What needs to be done – Do these statements agree with the post on interrogation below? For each, answer yes or no and quote the words of the post that decide it. (a) According to the Feinstein report, the CIA's interrogations produced no valuable information that could not readily be gotten by other means. (b) The Feinstein report reviews the CIA's detainee and interrogation programs during the Obama administration. (c) James Peale is the real name attached to the document excerpted in the post.

━━━━━ Passage shown

The weekly standard has an interesting piece on interrogation and the forthcoming Democrat report to come out.
Stephen Hayes writes in the Weekly Standard:
The Central Intelligence Agency repeatedly tortured suspected terrorists, regularly lied about it to Congress and the White House, and, for all the pain and trouble this caused the agency and the United States, didn’t end up extracting a single piece of valuable information not readily available by other means.
That, at least, is the conclusion of the forthcoming Feinstein report, a long and, in certain quarters, much-anticipated review of the CIA’s detainee and interrogation programs during the Bush administration. A steady stream of leaks in news stories over several months has provided the public a preview of its contents.
The goal of those leaks, and the report itself, is not hard to discern: to ensure that the coming debate over enhanced interrogation isn’t so much a debate but a public condemnation of those who conceived and participated in the program.
Stephen points to a new document by a possible lead interrogator that may shed a little more light on the reality of Enhance Interrogation Techniques (EIT) and the purpose of the Feinstein report.
Stephens article and the article with the interrogators document are here and here.
The point of all this are the realities of EIT and the political show. The show which is very dangerous and give the American public a false narrative on interrogation and torture.
Read the pieces yourself and you can decide how you feel.
I remember something told to me a long time ago. We all have a breaking point no matter how we are trained and our only goal was to hold out long enough to make the information irrelevant. This is possible for current ground ops at a certain level. The point is you will tell what you know eventually.
If we believe being nice and holding hands will gain that same information, that the individual being questioned won’t hold back knowing there are know real consequences than we are being fools.
Excerpt from James Peale (pseudonym) document.
That said, some have suggested that our use of enhanced techniques put our country in the delicate position of demanding fair treatment of our prisoners while at the same time using harsh techniques on Al Qaeda detainees. They wonder what’s to stop our enemies from using the same tactics we used, and what right we would have to ask them to stop.

━━━━━━━━━━
━━━━━ Data extract

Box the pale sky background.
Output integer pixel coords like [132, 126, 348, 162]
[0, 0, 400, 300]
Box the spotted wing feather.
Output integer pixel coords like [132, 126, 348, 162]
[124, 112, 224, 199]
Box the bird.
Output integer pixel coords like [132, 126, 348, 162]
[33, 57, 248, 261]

━━━━━━━━━━
━━━━━ Data extract

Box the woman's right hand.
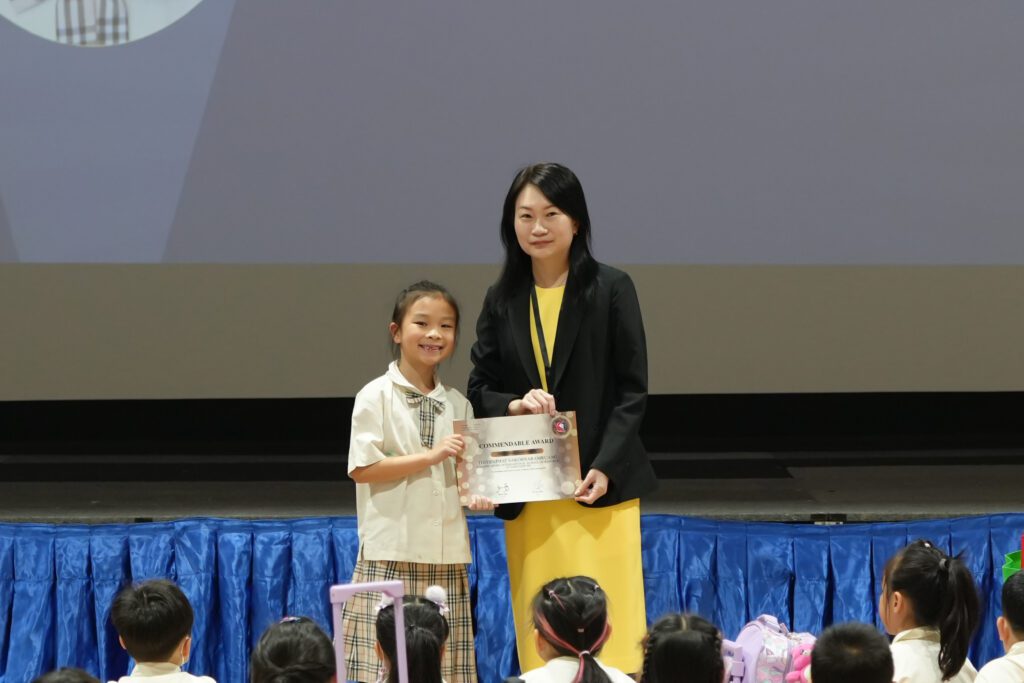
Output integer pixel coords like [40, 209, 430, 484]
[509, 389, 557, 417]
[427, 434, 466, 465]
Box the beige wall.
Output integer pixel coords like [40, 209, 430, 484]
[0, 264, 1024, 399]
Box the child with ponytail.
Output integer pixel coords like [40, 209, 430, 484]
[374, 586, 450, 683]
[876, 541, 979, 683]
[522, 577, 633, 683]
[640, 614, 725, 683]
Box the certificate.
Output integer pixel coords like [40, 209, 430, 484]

━━━━━━━━━━

Finished exercise –
(a) Yes: "didn’t end up extracting a single piece of valuable information not readily available by other means."
(b) No: "during the Bush administration."
(c) No: "James Peale (pseudonym)"